**Problem description:** Change "pretty-printed" to "indented" everywhere it occurs in the items below, and write out all the lines again with nothing else altered.

-------- Dataset records --------

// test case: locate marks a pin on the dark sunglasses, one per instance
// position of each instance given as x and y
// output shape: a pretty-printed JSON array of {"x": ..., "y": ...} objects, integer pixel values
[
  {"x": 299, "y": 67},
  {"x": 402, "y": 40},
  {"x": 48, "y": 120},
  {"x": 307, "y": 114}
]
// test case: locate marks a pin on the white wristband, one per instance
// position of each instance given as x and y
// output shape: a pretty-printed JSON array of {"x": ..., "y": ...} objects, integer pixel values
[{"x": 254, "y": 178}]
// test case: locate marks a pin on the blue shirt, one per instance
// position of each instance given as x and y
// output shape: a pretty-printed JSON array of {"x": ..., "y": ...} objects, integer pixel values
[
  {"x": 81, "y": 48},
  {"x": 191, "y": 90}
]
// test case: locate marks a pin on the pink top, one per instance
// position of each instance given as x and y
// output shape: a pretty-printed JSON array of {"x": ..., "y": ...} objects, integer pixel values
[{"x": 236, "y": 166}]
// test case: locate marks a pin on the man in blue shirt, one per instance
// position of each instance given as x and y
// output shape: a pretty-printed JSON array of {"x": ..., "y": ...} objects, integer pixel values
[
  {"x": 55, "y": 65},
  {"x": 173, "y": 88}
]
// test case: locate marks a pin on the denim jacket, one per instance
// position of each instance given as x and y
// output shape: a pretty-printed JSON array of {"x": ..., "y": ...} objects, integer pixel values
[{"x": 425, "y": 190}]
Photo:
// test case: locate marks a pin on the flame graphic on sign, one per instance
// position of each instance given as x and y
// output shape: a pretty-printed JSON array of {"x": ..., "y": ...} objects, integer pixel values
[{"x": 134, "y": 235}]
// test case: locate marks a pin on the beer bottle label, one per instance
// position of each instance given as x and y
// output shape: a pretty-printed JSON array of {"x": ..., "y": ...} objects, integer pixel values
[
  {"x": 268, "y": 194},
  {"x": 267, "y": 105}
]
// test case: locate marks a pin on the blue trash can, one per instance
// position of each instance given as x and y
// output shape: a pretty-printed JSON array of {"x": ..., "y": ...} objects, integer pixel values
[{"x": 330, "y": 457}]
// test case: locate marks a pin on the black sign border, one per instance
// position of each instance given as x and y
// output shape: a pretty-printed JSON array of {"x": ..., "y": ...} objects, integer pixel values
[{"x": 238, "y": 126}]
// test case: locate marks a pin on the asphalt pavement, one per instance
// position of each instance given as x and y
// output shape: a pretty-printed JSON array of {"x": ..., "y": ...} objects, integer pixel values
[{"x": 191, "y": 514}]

--------

**Solution below:**
// test case: locate marks a pin on the dark sunglasses, one per instance
// position of each instance given as x and y
// output shape: a indented JSON array of {"x": ..., "y": ...} objects, integer pixel values
[
  {"x": 299, "y": 67},
  {"x": 402, "y": 40},
  {"x": 48, "y": 120},
  {"x": 307, "y": 114}
]
// test case: locate marks a pin on the white wristband, one per instance
// position of each instance given as x and y
// output shape: a indented JSON array of {"x": ..., "y": ...} objects, integer pixel values
[{"x": 254, "y": 178}]
// test case: locate marks a pin on the blue shirt, one per instance
// position of each instance given as x and y
// output shape: a indented JSON array of {"x": ..., "y": ...} objects, integer pixel values
[
  {"x": 81, "y": 48},
  {"x": 191, "y": 90}
]
// test case: locate marks a pin on the pink top, one per instance
// position of each instance given as x and y
// output shape: a indented JSON array of {"x": ..., "y": ...} objects, integer pixel values
[{"x": 236, "y": 166}]
// test case: locate marks a pin on the man in blue shirt, one per instance
// position of each instance given as x and y
// output shape: a indented JSON array of {"x": ..., "y": ...} objects, integer pixel values
[
  {"x": 55, "y": 65},
  {"x": 173, "y": 88}
]
// test case: locate marks a pin on the denim jacket, one per instance
// position of each instance given as x and y
// output shape: a indented JSON array of {"x": ..., "y": ...} objects, integer pixel values
[{"x": 425, "y": 190}]
Photo:
// test case: locate marks a pin on the flame graphic on sign, one per instance
// position of each instance given as x and y
// output shape: a indented JSON array of {"x": ..., "y": ...} objects, integer pixel values
[{"x": 134, "y": 235}]
// test case: locate marks a pin on the beer bottle label, one per instance
// position of each instance given as x and y
// output shape: a indented JSON array of {"x": ..., "y": ...} objects, integer pixel values
[
  {"x": 268, "y": 194},
  {"x": 267, "y": 105}
]
// test case: locate marks a pin on the blue trash can, one per instance
// position of each instance given as x and y
// output shape: a indented JSON array of {"x": ..., "y": ...} objects, integer pixel values
[{"x": 330, "y": 457}]
// test case: locate marks a pin on the black sign border, one per instance
// position of each instance given as x and y
// output shape: a indented JSON array of {"x": ..., "y": ...} objects, integer pixel values
[{"x": 238, "y": 126}]
// test case: locate marks a pin on the asphalt pavement, one per instance
// position of each instance given as x and y
// output shape: a indented JSON array of {"x": ..., "y": ...} objects, integer pixel values
[{"x": 191, "y": 514}]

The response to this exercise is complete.